* TEXT SHOWN:
- Opening Delimiter -

“We were able to open Metzineres as we did with the support of the Catalan government because we had a DCR. Everybody understands what the DCR is. … I don’t need to defend that idea anymore. … [but] we had opposition when we began to do the things differently. And when people realized that we were not talking just about women, that we were talking about another perspective of harm reduction. When we were beginning to say, okay, we cannot sanction anybody, … when we say to the people, now you can use here, and you can use with your friend. I understand that you need to use with your friend. … when we began to do that, everybody was like, but why? We have protocols. I was like, fuck the protocols.”

- Closing Delimiter -

* RECORD EXCERPTS:
- Opening Delimiter -

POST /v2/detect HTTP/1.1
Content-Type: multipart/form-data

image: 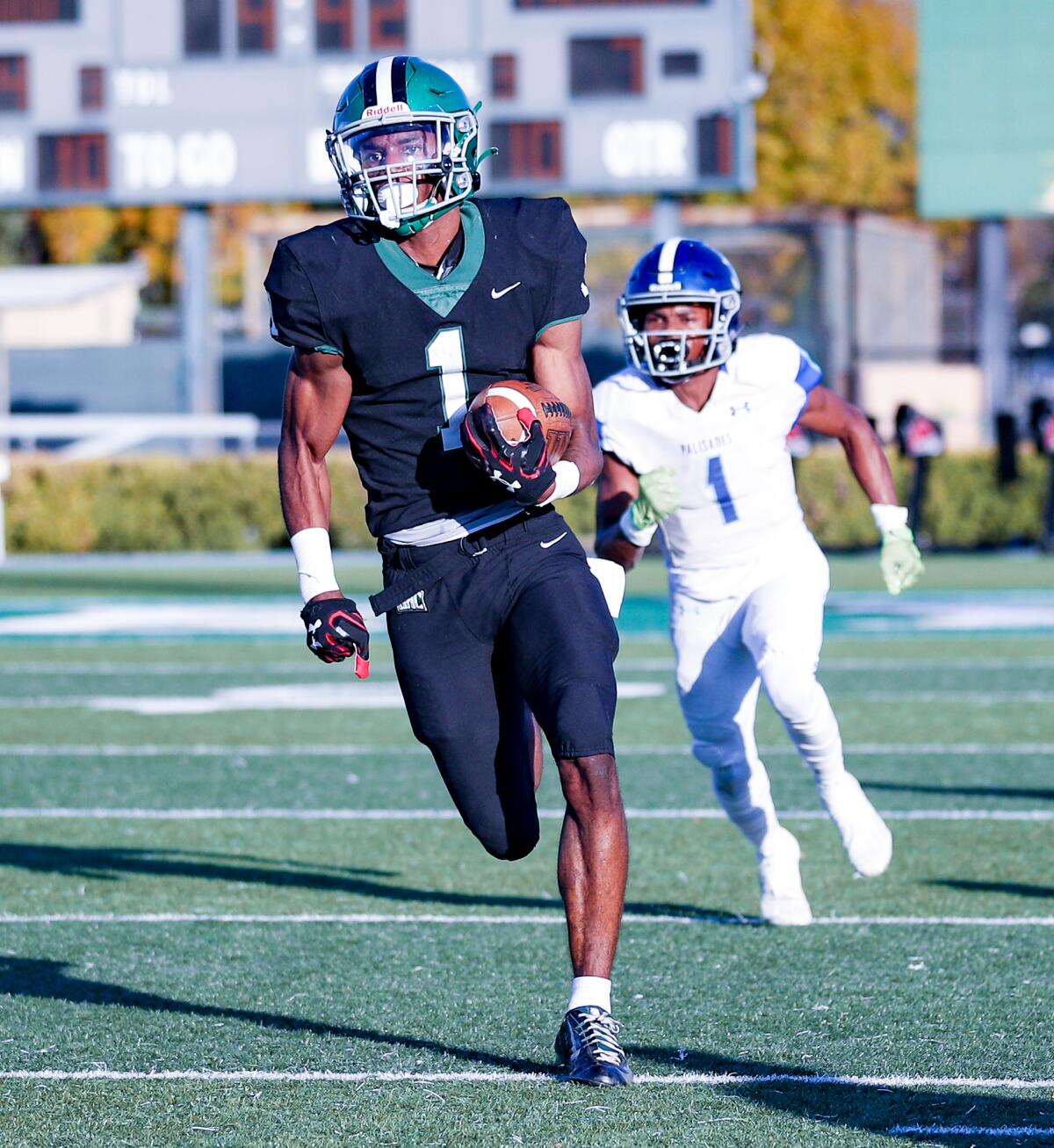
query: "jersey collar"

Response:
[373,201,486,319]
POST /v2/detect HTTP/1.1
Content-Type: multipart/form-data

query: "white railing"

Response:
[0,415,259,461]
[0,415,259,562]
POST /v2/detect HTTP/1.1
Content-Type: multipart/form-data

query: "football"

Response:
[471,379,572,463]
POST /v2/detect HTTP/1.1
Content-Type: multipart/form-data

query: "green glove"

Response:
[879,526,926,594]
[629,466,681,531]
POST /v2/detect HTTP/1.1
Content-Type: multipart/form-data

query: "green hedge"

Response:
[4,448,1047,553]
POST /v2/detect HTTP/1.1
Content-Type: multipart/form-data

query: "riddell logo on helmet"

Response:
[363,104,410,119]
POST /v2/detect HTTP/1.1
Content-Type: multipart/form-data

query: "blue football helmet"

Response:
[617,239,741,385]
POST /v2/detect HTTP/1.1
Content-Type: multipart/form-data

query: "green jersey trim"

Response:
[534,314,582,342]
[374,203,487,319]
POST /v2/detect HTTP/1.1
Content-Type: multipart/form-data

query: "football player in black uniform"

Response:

- Closing Delimiter -

* ASSIGNMENT:
Decide whether each statement agrees with the quote about Metzineres. For each, answer yes or no and quote the words from the quote that settle it.
(a) Metzineres opened with the support of the Catalan government.
(b) The speaker still has to defend the idea of a DCR.
(c) Opposition came when they began to do things differently.

* SOLUTION TO THIS PROBLEM:
(a) Yes: "We were able to open Metzineres as we did with the support of the Catalan government because we had a DCR."
(b) No: "I don’t need to defend that idea anymore."
(c) Yes: "we had opposition when we began to do the things differently."